*Task to complete*
Extract the full listing below without altering a single character.

*Data excerpts*
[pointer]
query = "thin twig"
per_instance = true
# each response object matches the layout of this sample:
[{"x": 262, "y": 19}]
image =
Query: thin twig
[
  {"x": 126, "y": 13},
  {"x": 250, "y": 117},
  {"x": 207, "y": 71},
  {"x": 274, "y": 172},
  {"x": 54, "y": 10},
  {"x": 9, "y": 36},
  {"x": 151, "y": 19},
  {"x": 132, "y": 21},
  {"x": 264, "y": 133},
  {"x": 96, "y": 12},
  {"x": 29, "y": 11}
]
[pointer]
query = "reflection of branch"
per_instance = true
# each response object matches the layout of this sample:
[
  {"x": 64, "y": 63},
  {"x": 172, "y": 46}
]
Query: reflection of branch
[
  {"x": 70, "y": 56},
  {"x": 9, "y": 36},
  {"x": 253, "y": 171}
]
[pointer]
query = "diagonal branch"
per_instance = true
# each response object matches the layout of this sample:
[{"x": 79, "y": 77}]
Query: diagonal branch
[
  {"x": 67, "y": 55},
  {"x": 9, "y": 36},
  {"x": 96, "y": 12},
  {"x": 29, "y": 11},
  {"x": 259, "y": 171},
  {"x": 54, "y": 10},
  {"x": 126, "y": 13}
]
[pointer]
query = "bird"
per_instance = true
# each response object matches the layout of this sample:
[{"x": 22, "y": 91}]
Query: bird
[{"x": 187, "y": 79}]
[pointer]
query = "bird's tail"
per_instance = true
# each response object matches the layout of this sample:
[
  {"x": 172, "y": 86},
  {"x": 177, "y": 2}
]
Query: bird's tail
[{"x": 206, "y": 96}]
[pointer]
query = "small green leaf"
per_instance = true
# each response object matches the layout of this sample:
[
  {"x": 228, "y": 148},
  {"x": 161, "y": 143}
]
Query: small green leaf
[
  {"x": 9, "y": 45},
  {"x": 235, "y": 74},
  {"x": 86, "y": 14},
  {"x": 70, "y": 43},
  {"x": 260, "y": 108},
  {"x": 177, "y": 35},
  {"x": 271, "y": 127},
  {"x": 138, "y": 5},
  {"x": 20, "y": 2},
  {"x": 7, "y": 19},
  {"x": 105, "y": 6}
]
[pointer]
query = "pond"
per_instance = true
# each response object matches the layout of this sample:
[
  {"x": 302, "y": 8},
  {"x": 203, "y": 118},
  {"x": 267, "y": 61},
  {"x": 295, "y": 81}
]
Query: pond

*Answer*
[pointer]
query = "thin twig"
per_instance = true
# each response object matches the layout of this sample:
[{"x": 262, "y": 19}]
image =
Query: thin twig
[
  {"x": 126, "y": 13},
  {"x": 250, "y": 117},
  {"x": 207, "y": 71},
  {"x": 274, "y": 172},
  {"x": 54, "y": 10},
  {"x": 9, "y": 36},
  {"x": 151, "y": 19},
  {"x": 132, "y": 21},
  {"x": 264, "y": 133},
  {"x": 96, "y": 12},
  {"x": 29, "y": 11}
]
[pointer]
query = "reflection of branch"
per_instance = true
# each response object matches the layout of this sample:
[
  {"x": 64, "y": 63},
  {"x": 172, "y": 46}
]
Query: reflection of branch
[
  {"x": 70, "y": 56},
  {"x": 9, "y": 36},
  {"x": 253, "y": 171}
]
[pointer]
query = "diagonal branch"
per_instance = true
# each response object matches the layout of this sample:
[{"x": 79, "y": 77}]
Query: diagonal branch
[
  {"x": 67, "y": 55},
  {"x": 9, "y": 36},
  {"x": 96, "y": 12},
  {"x": 29, "y": 11},
  {"x": 259, "y": 171},
  {"x": 54, "y": 10},
  {"x": 126, "y": 13}
]
[pointer]
query = "bird"
per_instance = true
# each response object matches the layout of this sample:
[{"x": 22, "y": 91}]
Query: bird
[{"x": 187, "y": 79}]
[pointer]
query = "bird's tail"
per_instance = true
# each response object matches the layout of this sample:
[
  {"x": 172, "y": 86},
  {"x": 177, "y": 2}
]
Query: bird's tail
[{"x": 206, "y": 96}]
[pointer]
query = "small green leaf"
per_instance = true
# each response object matches the layout of this sample:
[
  {"x": 228, "y": 148},
  {"x": 161, "y": 143}
]
Query: small green leaf
[
  {"x": 9, "y": 45},
  {"x": 235, "y": 74},
  {"x": 86, "y": 14},
  {"x": 70, "y": 43},
  {"x": 260, "y": 108},
  {"x": 177, "y": 35},
  {"x": 271, "y": 127},
  {"x": 138, "y": 5},
  {"x": 20, "y": 2},
  {"x": 7, "y": 19},
  {"x": 105, "y": 6}
]
[pointer]
query = "pond"
per_instance = true
# each response object matches the layout of this sample:
[
  {"x": 302, "y": 8},
  {"x": 203, "y": 118},
  {"x": 267, "y": 61},
  {"x": 295, "y": 81}
]
Query: pond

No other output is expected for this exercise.